[BEGIN INPUT FOR THIS TASK]

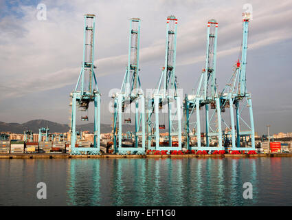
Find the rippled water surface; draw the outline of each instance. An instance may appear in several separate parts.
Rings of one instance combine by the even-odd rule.
[[[47,199],[36,197],[38,182]],[[285,205],[291,157],[0,160],[0,206]]]

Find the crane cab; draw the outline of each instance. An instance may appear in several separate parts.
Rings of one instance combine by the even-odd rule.
[[[159,124],[159,129],[165,129],[166,125],[165,124]]]
[[[81,120],[82,120],[82,121],[88,121],[88,116],[82,116],[81,117]]]
[[[131,124],[131,123],[132,123],[132,120],[130,118],[125,118],[124,122],[127,123],[127,124]]]

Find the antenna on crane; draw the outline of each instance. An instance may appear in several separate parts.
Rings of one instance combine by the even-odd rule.
[[[100,94],[98,90],[94,61],[94,39],[96,16],[87,14],[85,16],[83,60],[81,71],[72,98],[71,120],[71,153],[100,154]],[[78,90],[79,89],[79,90]],[[80,111],[88,111],[89,103],[94,102],[94,143],[93,148],[75,147],[76,142],[76,106]],[[71,105],[71,104],[70,104]],[[82,120],[88,120],[88,116],[82,116]]]

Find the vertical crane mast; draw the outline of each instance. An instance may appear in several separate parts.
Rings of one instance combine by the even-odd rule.
[[[217,49],[218,23],[211,19],[207,28],[207,52],[204,73],[204,99],[214,100],[216,96],[216,54]],[[209,82],[210,81],[210,82]],[[208,93],[208,85],[210,94]]]
[[[220,102],[216,85],[217,32],[218,23],[216,20],[208,21],[205,67],[201,72],[196,94],[186,95],[183,100],[186,145],[188,150],[223,149]],[[201,127],[200,109],[203,106],[205,109],[205,143],[203,144],[204,146],[202,146],[201,132],[203,129]],[[192,116],[194,111],[196,116]],[[192,136],[196,137],[196,146],[194,142],[191,143]],[[211,144],[211,139],[216,139],[215,141],[218,143],[216,146],[211,146],[216,145],[215,143]]]
[[[94,39],[95,39],[96,16],[85,15],[83,58],[81,71],[74,92],[70,94],[72,98],[72,112],[71,119],[71,153],[79,154],[100,153],[100,94],[98,90],[93,65],[94,61]],[[80,90],[78,90],[78,89]],[[76,148],[76,106],[81,111],[88,111],[89,103],[94,102],[94,143],[93,148]],[[70,104],[70,105],[71,105]],[[81,117],[82,120],[88,120],[88,116]]]
[[[131,153],[145,153],[145,98],[141,88],[139,78],[139,52],[140,41],[140,19],[131,19],[128,42],[128,65],[120,93],[113,95],[114,99],[113,113],[113,145],[115,153],[123,154]],[[135,107],[135,142],[127,138],[131,146],[122,146],[122,113],[128,111],[131,114],[131,104]],[[125,118],[126,123],[131,123],[131,118]],[[140,131],[140,129],[142,131]],[[142,147],[138,147],[141,141]]]
[[[241,52],[240,72],[239,74],[238,94],[244,96],[247,93],[246,65],[247,52],[247,36],[249,32],[249,14],[245,13],[243,19],[243,48]]]
[[[169,16],[166,20],[166,42],[164,66],[158,82],[158,87],[148,104],[148,147],[158,151],[181,150],[181,103],[177,94],[177,82],[175,76],[177,19]],[[161,146],[159,129],[159,109],[168,104],[168,142]],[[176,104],[176,106],[175,106]],[[155,113],[155,121],[152,121]],[[153,133],[153,132],[155,133]],[[154,138],[154,140],[153,140]],[[177,140],[175,142],[173,138]],[[153,147],[152,140],[155,144]]]
[[[225,108],[229,108],[230,110],[231,124],[227,124],[227,120],[222,118],[222,122],[225,126],[225,146],[228,146],[231,144],[233,151],[254,151],[254,124],[251,95],[247,93],[246,87],[247,37],[250,14],[247,12],[243,13],[243,17],[241,54],[234,65],[232,77],[221,93],[221,109],[222,112],[225,111]],[[236,122],[234,121],[234,108]],[[249,122],[245,118],[247,114],[245,114],[243,111],[247,109],[247,114],[249,115]]]

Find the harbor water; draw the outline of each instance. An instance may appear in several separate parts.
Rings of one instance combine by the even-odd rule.
[[[292,157],[3,159],[0,206],[292,206],[291,165]],[[243,195],[245,182],[252,199]]]

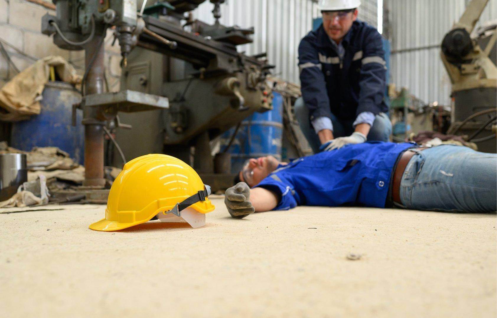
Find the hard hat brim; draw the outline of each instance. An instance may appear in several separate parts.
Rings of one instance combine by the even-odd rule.
[[[120,230],[127,229],[128,228],[131,228],[131,227],[135,225],[148,222],[150,221],[150,220],[153,218],[154,216],[153,215],[152,216],[150,217],[150,219],[149,219],[148,220],[145,219],[131,223],[120,223],[117,221],[109,221],[106,219],[102,219],[102,220],[95,222],[94,223],[92,223],[88,227],[88,228],[94,231],[111,232],[114,231],[119,231]]]

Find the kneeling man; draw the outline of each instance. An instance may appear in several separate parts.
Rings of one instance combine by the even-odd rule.
[[[497,210],[496,175],[496,154],[372,142],[288,164],[271,156],[250,159],[225,203],[236,218],[298,205],[491,212]]]

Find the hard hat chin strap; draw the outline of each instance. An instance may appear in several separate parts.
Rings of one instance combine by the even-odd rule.
[[[191,197],[176,203],[172,210],[165,212],[165,213],[172,213],[179,217],[181,210],[184,210],[192,204],[194,204],[197,202],[205,201],[206,198],[211,195],[211,187],[207,184],[204,184],[204,186],[205,187],[205,190],[199,191]]]

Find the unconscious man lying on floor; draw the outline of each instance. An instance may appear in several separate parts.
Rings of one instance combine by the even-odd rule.
[[[271,156],[250,159],[225,203],[236,218],[298,205],[491,212],[497,210],[496,176],[496,154],[372,142],[288,164]]]

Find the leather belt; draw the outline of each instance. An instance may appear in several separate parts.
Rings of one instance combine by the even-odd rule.
[[[394,170],[394,182],[392,188],[392,199],[394,202],[402,204],[401,202],[401,181],[402,181],[402,176],[404,175],[406,168],[407,167],[409,160],[413,158],[413,156],[416,153],[416,151],[421,151],[424,150],[426,147],[418,147],[417,148],[412,148],[408,149],[401,156],[397,165],[395,166],[395,169]]]

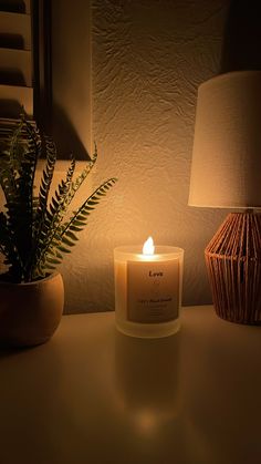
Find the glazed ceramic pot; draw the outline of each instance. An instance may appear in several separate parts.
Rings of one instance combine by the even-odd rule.
[[[62,317],[61,274],[27,283],[0,281],[0,344],[30,347],[48,341]]]

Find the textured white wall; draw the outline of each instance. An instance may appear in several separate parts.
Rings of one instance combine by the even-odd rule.
[[[84,279],[77,249],[81,310],[114,308],[113,248],[150,234],[185,248],[184,303],[210,301],[203,248],[226,212],[187,200],[197,86],[219,70],[227,9],[227,0],[93,1],[94,183],[118,184],[81,245]]]
[[[185,248],[184,303],[210,301],[203,248],[226,212],[187,200],[197,86],[219,71],[228,3],[93,0],[93,184],[118,184],[66,261],[66,311],[114,309],[113,249],[150,234]]]
[[[93,0],[93,136],[100,157],[92,184],[111,176],[118,184],[62,267],[65,312],[114,309],[113,249],[142,244],[150,234],[156,244],[185,248],[184,303],[210,301],[203,248],[227,213],[191,208],[187,200],[197,86],[219,71],[228,6]],[[81,122],[83,105],[73,109]],[[82,198],[88,192],[90,185]]]

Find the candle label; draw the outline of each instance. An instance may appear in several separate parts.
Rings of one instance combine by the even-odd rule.
[[[178,318],[179,261],[127,262],[127,318],[158,323]]]

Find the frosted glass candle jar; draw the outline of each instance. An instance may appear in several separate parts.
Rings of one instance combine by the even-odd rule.
[[[132,337],[167,337],[179,329],[184,250],[156,246],[145,255],[142,246],[114,249],[115,319],[117,329]]]

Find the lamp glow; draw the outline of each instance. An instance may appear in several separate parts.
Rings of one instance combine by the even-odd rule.
[[[154,255],[155,245],[153,241],[153,237],[148,237],[143,246],[143,255]]]

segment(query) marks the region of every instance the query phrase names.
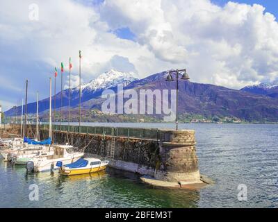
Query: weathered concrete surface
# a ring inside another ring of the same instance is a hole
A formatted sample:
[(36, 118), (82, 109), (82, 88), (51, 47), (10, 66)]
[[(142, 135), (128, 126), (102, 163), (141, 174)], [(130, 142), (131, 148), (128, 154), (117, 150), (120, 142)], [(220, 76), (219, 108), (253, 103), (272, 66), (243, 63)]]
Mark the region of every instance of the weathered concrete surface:
[(200, 182), (195, 130), (167, 130), (161, 137), (160, 167), (154, 178), (168, 182)]

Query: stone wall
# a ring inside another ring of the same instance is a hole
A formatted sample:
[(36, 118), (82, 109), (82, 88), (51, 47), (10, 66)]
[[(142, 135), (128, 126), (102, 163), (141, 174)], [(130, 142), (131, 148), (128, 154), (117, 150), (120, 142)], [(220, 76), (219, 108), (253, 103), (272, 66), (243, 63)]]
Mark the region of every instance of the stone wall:
[[(20, 128), (18, 130), (20, 132)], [(35, 131), (28, 126), (26, 135), (33, 137)], [(40, 139), (48, 137), (47, 130), (40, 130)], [(86, 146), (86, 155), (108, 160), (112, 167), (152, 176), (160, 180), (188, 184), (200, 181), (195, 138), (195, 131), (188, 130), (159, 130), (158, 140), (117, 137), (114, 158), (111, 159), (111, 136), (53, 132), (55, 143), (68, 143), (81, 150)], [(104, 148), (101, 148), (102, 141)]]

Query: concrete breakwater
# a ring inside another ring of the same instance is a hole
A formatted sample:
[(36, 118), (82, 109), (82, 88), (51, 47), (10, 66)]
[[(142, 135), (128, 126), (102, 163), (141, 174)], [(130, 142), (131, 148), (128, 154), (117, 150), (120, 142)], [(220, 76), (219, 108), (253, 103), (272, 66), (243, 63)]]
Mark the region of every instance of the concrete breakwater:
[[(28, 126), (26, 135), (33, 137), (35, 129)], [(7, 130), (20, 134), (20, 126)], [(40, 139), (48, 136), (48, 126), (40, 126)], [(54, 126), (53, 141), (85, 148), (87, 155), (107, 159), (111, 167), (147, 176), (143, 180), (154, 185), (182, 187), (203, 183), (194, 130)]]

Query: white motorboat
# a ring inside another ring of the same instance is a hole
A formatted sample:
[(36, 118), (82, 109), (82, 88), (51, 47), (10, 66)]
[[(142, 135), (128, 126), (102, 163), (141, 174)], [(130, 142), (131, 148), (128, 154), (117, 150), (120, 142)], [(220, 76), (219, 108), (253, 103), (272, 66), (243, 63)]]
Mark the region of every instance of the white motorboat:
[(27, 162), (26, 167), (27, 171), (35, 172), (43, 172), (58, 169), (62, 165), (71, 164), (81, 157), (84, 153), (69, 153), (67, 149), (72, 148), (70, 145), (53, 145), (54, 155), (48, 156), (34, 157), (32, 160)]
[(6, 151), (6, 160), (15, 163), (17, 159), (33, 157), (38, 155), (40, 152), (46, 152), (49, 148), (44, 145), (26, 144), (25, 147), (15, 148), (13, 151), (8, 149)]

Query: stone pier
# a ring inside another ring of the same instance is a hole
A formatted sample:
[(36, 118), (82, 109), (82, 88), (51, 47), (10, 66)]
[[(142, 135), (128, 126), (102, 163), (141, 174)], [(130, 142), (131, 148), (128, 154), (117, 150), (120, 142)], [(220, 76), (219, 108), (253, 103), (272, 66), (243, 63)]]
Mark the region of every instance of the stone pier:
[[(14, 134), (20, 130), (20, 127), (17, 130), (15, 127), (9, 130)], [(140, 137), (131, 136), (131, 129), (126, 130), (128, 136), (115, 136), (112, 133), (97, 134), (99, 128), (96, 130), (95, 127), (78, 133), (73, 128), (54, 130), (54, 142), (69, 143), (79, 148), (86, 146), (86, 155), (108, 160), (110, 166), (139, 173), (143, 176), (142, 181), (154, 186), (195, 189), (208, 183), (199, 171), (194, 130), (154, 129), (156, 131), (152, 133), (157, 136), (150, 139), (142, 137), (144, 129), (133, 129), (141, 130)], [(106, 128), (105, 130), (113, 132), (111, 130)], [(26, 132), (32, 137), (35, 132), (34, 126), (29, 126)], [(47, 128), (42, 128), (40, 133), (40, 139), (47, 138)], [(114, 152), (111, 152), (112, 146)]]

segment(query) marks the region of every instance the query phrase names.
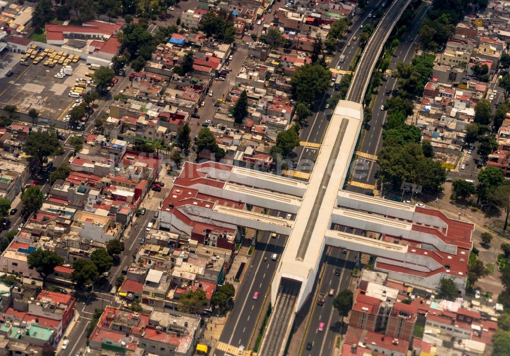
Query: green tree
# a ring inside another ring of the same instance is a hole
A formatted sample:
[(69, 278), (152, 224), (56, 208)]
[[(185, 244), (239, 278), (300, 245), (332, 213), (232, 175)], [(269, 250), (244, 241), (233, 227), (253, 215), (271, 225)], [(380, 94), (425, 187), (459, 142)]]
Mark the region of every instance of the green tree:
[(32, 118), (32, 124), (35, 124), (35, 119), (39, 116), (39, 112), (33, 107), (29, 110), (29, 116)]
[(56, 170), (52, 172), (52, 182), (54, 183), (59, 179), (65, 180), (69, 176), (70, 173), (71, 168), (69, 167), (69, 165), (65, 162), (62, 162), (59, 165)]
[(188, 294), (179, 297), (178, 308), (183, 313), (197, 314), (202, 311), (207, 299), (206, 292), (200, 288), (194, 291), (190, 290)]
[(482, 99), (475, 105), (475, 122), (479, 125), (487, 125), (492, 119), (491, 102)]
[(106, 251), (112, 256), (119, 254), (122, 251), (122, 243), (117, 239), (112, 239), (106, 243)]
[(108, 67), (101, 66), (94, 72), (92, 79), (94, 80), (94, 83), (97, 85), (98, 88), (100, 90), (104, 91), (112, 83), (114, 76), (115, 76), (115, 72), (113, 71), (113, 69)]
[(432, 158), (434, 156), (434, 149), (432, 144), (428, 140), (424, 140), (421, 142), (421, 149), (423, 151), (423, 155), (426, 158)]
[(342, 322), (344, 322), (344, 317), (349, 315), (349, 312), (352, 309), (352, 302), (354, 297), (352, 291), (350, 289), (344, 289), (340, 292), (333, 300), (333, 307), (342, 317)]
[(278, 47), (284, 43), (284, 37), (281, 33), (275, 29), (269, 30), (265, 37), (266, 43), (270, 48)]
[(183, 152), (187, 152), (189, 150), (191, 140), (190, 139), (190, 133), (191, 129), (187, 123), (179, 127), (177, 130), (177, 140), (175, 146), (181, 149)]
[(39, 248), (29, 255), (27, 262), (29, 267), (35, 269), (41, 275), (44, 286), (46, 279), (53, 273), (55, 267), (64, 264), (64, 259), (53, 251)]
[(503, 96), (506, 100), (510, 95), (510, 74), (503, 75), (498, 81), (498, 85), (503, 89)]
[(214, 154), (216, 160), (221, 159), (225, 156), (225, 151), (218, 146), (214, 135), (207, 127), (200, 130), (195, 142), (195, 151), (197, 153), (197, 160), (199, 155), (204, 150), (208, 150)]
[(133, 68), (135, 72), (139, 72), (145, 66), (147, 62), (145, 59), (141, 56), (139, 56), (134, 61), (131, 62), (130, 66)]
[(192, 52), (189, 52), (183, 58), (183, 70), (184, 74), (193, 71), (193, 65), (195, 63)]
[(299, 118), (300, 120), (310, 116), (312, 115), (308, 105), (304, 102), (299, 102), (296, 104), (296, 115)]
[(386, 100), (385, 107), (387, 108), (388, 115), (401, 112), (407, 117), (413, 114), (414, 105), (411, 100), (400, 96), (395, 96)]
[(83, 138), (81, 136), (73, 136), (69, 140), (69, 144), (74, 148), (74, 154), (83, 148)]
[(90, 260), (94, 262), (100, 274), (110, 270), (113, 265), (113, 258), (105, 249), (96, 249), (90, 254)]
[(29, 132), (25, 140), (23, 149), (27, 154), (36, 157), (41, 164), (50, 157), (64, 153), (62, 148), (55, 132), (32, 130)]
[(466, 142), (468, 144), (473, 143), (478, 139), (478, 132), (480, 126), (478, 124), (469, 124), (466, 126)]
[(298, 101), (312, 104), (328, 88), (331, 72), (320, 64), (307, 64), (296, 69), (291, 79), (292, 91)]
[(32, 11), (32, 20), (34, 24), (40, 26), (52, 19), (52, 0), (40, 0), (37, 2)]
[(287, 156), (299, 146), (299, 136), (295, 128), (293, 127), (278, 133), (275, 147), (281, 150), (284, 156)]
[(0, 198), (0, 216), (7, 216), (11, 209), (11, 201)]
[(482, 243), (486, 246), (490, 245), (491, 241), (492, 241), (492, 235), (488, 232), (482, 232), (480, 235), (480, 238), (481, 239)]
[(478, 147), (476, 153), (482, 160), (486, 161), (489, 157), (489, 155), (494, 152), (494, 150), (498, 147), (498, 143), (494, 138), (486, 135), (478, 138), (478, 141), (480, 142), (480, 145)]
[(465, 179), (455, 179), (451, 184), (452, 199), (458, 198), (467, 198), (474, 194), (475, 185), (471, 182), (467, 182)]
[(42, 206), (44, 201), (41, 188), (36, 185), (29, 187), (21, 194), (21, 215), (28, 217)]
[(504, 176), (499, 168), (489, 167), (480, 170), (478, 179), (480, 183), (489, 189), (498, 185), (504, 179)]
[(442, 278), (439, 282), (438, 296), (442, 299), (454, 300), (458, 295), (458, 289), (449, 278)]
[(98, 98), (99, 98), (99, 94), (97, 93), (97, 92), (95, 91), (87, 92), (82, 97), (84, 102), (87, 104), (87, 106), (90, 105), (91, 103), (93, 103)]
[(502, 243), (500, 247), (503, 250), (505, 257), (510, 257), (510, 243)]
[(236, 124), (243, 123), (243, 120), (248, 115), (248, 94), (246, 89), (243, 90), (239, 96), (239, 98), (234, 106), (232, 116), (234, 121)]
[(72, 264), (71, 280), (79, 288), (92, 284), (99, 277), (99, 271), (92, 261), (79, 258)]
[(494, 132), (497, 131), (501, 127), (503, 121), (506, 118), (506, 113), (508, 110), (508, 106), (506, 103), (501, 103), (496, 107), (496, 110), (494, 111), (494, 127), (493, 128)]
[(69, 113), (70, 118), (69, 119), (69, 124), (72, 125), (76, 121), (80, 120), (85, 115), (85, 108), (81, 105), (74, 106)]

[END INPUT FOR THIS TASK]

Tally the lines in the items above that contain the word "crane". Reply with the number only.

3